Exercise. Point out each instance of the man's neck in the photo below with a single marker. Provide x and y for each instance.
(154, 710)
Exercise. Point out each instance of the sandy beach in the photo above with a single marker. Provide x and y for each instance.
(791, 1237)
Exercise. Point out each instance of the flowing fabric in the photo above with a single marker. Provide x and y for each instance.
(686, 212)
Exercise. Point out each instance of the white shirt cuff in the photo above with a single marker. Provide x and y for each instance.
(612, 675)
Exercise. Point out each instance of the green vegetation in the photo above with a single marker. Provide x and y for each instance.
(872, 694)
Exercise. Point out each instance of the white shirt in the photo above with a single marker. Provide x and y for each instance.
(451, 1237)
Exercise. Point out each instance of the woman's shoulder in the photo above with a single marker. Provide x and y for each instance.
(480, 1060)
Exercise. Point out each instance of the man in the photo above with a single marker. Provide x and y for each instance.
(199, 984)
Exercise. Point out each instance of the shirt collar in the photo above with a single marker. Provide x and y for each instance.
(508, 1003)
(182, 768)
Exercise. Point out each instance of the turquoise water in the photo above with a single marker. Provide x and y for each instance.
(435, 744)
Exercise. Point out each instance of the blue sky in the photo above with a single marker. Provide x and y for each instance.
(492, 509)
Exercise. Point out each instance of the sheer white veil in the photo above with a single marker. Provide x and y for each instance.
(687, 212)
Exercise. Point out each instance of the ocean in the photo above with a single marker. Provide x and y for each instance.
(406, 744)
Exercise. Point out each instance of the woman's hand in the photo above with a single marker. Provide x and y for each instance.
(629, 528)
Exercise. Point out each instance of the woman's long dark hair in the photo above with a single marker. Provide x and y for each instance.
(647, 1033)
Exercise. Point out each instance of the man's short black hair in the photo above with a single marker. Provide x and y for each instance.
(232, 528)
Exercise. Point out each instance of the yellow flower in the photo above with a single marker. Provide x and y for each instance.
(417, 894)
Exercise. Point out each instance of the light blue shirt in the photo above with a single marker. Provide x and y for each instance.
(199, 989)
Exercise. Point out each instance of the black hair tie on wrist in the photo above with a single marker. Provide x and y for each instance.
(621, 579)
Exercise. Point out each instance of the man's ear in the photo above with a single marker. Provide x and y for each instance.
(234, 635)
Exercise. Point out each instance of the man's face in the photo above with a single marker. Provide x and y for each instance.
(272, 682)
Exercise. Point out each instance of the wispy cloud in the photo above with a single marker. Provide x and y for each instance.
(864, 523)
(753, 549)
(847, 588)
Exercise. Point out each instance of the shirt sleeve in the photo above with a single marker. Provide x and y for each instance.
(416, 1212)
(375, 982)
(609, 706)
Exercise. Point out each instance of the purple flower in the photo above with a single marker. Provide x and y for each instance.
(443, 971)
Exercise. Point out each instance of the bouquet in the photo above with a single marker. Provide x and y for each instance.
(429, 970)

::::::::

**WHAT YOU NEED TO DO:** Take the line that contains "Exercise. Point out each instance of the man's short" and each line after it down to the last of the records, and retype them exactly; add nothing else.

**RESULT OF THE TASK:**
Exercise. Point out each instance of the man's short black hair in the photo above with a single marker. Provide x and y for each instance.
(232, 528)
Exercise. Point out each instance of the yellow flower in the photo above with a single marker. Provide x and y for each instance.
(417, 894)
Exercise. Point out each instance of the light blue shirt in the photo above with a single marker. Provide x and y for each instance.
(199, 989)
Exercise. Point out each instance of the black hair tie on wrist in the photo above with a single marker. Provide x and y for each instance.
(621, 579)
Exercise. Point out each instance of the man's ear in the photo above with a single marker. Provide x and y for each instance.
(234, 635)
Exercise. Point out each instance of the man's face in the photo above with a single marker. Provide x and y for each instance.
(272, 682)
Exercise. Point out each instance of the wispy cloud in the photo above with a single marker. Provide x and y for each instance.
(864, 523)
(753, 549)
(847, 588)
Exercise. Point out each instance of the shirt sleeve in the photo above with a single marker. Provide x and y for each instance.
(416, 1212)
(375, 982)
(609, 706)
Exercise. Point out each instance of the purple flower in the photo above with a single marker. Provide x and y for each instance.
(443, 971)
Exercise. Point out each instance of the bouquet in the photo above with a single marker. Provide x and y for each instance.
(429, 970)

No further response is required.